**Dataset extract**
══════
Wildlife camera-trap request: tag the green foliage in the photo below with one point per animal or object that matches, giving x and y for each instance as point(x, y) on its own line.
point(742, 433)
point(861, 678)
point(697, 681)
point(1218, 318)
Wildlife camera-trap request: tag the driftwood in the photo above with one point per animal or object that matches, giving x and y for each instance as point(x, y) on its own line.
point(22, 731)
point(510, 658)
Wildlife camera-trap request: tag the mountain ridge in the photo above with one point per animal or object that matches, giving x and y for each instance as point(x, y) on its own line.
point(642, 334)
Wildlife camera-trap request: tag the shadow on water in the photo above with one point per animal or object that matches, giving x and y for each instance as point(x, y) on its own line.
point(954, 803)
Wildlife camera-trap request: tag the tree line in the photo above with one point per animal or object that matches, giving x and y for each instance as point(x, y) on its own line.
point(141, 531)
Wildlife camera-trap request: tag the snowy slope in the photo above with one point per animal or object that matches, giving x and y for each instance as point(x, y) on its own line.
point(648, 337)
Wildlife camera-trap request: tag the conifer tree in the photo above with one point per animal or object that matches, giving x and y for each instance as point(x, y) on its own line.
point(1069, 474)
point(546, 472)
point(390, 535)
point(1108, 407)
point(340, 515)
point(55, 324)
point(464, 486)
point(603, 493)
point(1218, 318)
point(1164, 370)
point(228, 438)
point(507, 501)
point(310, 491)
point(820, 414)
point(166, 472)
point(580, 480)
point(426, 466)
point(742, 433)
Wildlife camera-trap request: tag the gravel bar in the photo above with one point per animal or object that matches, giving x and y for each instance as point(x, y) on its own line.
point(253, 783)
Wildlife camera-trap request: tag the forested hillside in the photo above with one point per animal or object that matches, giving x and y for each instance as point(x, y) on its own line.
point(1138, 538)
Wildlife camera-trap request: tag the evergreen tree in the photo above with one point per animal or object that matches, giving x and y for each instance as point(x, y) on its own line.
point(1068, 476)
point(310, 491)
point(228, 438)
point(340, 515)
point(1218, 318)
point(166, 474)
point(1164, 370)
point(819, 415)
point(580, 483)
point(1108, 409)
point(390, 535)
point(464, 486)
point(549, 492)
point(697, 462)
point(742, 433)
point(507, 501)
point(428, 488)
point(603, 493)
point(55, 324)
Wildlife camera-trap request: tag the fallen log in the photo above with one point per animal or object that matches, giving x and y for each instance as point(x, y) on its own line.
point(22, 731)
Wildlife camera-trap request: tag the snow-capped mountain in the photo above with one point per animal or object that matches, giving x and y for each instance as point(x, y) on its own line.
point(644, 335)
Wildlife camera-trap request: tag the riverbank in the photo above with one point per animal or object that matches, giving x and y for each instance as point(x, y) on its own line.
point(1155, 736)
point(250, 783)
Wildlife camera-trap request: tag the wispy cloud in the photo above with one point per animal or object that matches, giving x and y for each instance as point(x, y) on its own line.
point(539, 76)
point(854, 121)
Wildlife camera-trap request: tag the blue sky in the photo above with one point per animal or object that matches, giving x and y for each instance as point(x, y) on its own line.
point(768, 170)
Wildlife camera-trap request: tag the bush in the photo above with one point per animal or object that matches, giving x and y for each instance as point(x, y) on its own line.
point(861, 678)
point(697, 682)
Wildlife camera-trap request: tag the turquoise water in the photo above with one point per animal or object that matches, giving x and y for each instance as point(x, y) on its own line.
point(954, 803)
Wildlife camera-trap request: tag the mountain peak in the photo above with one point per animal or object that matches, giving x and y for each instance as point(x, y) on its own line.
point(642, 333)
══════
**What to do**
Return exactly the lines of the data, and only those, from the line with "Wildlife camera-trap request: tag the bush" through the last line, inclusive.

**Completed task**
Wildlife camera-trap request: tag the bush in the photo above with one point per animal or object that matches, giving x and y for each instance as point(x, y) on its own line.
point(861, 678)
point(697, 682)
Wildlife camera-trap request: tag the turquoise water in the photo above with one point per animal or object that matches, giving x and y for each instance as point(x, y) on its own line.
point(954, 803)
Wildlife camera-trap request: tag the mountain peak in the photo above with one point per animal or object that matches, giving x and y for each instance as point(x, y) on its own line.
point(642, 333)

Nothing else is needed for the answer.